_Extracted entries_.
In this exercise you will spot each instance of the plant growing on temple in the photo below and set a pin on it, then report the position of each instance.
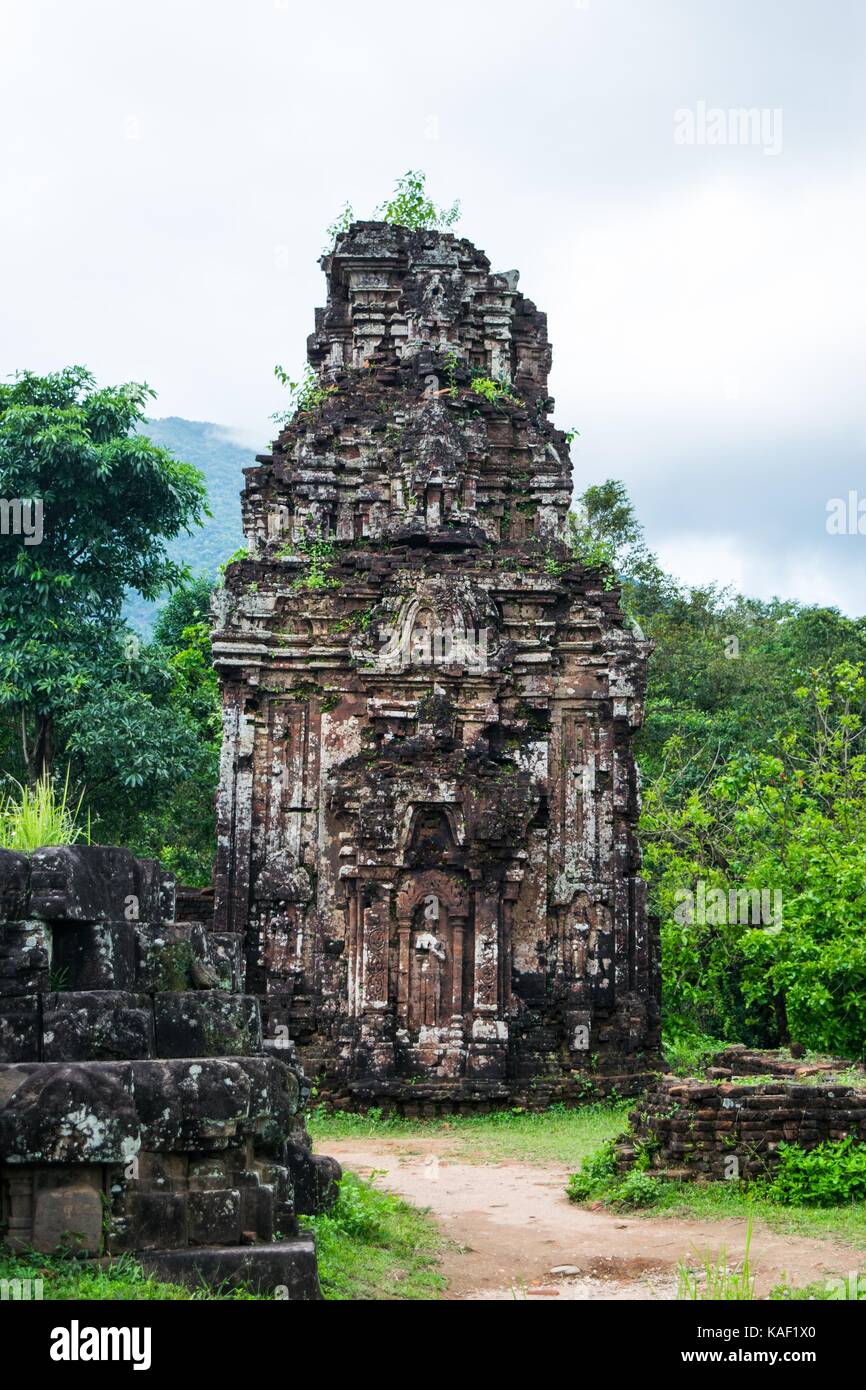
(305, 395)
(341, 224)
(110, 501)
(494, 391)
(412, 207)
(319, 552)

...

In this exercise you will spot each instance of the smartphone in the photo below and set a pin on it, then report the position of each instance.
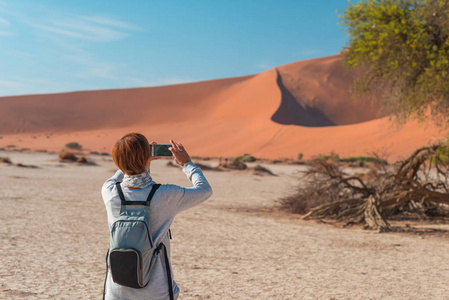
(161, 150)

_Requirement_.
Pull out each of the rows above that contains the word "instance" and list them.

_Result of this task_.
In this exercise you will spot each instance of the plant growing on temple in the photo below and set a pin on it, then report the position of each instance.
In this exercise you will spot each instance of the smartphone in the photo below and set a pin on it, then report the position of each instance.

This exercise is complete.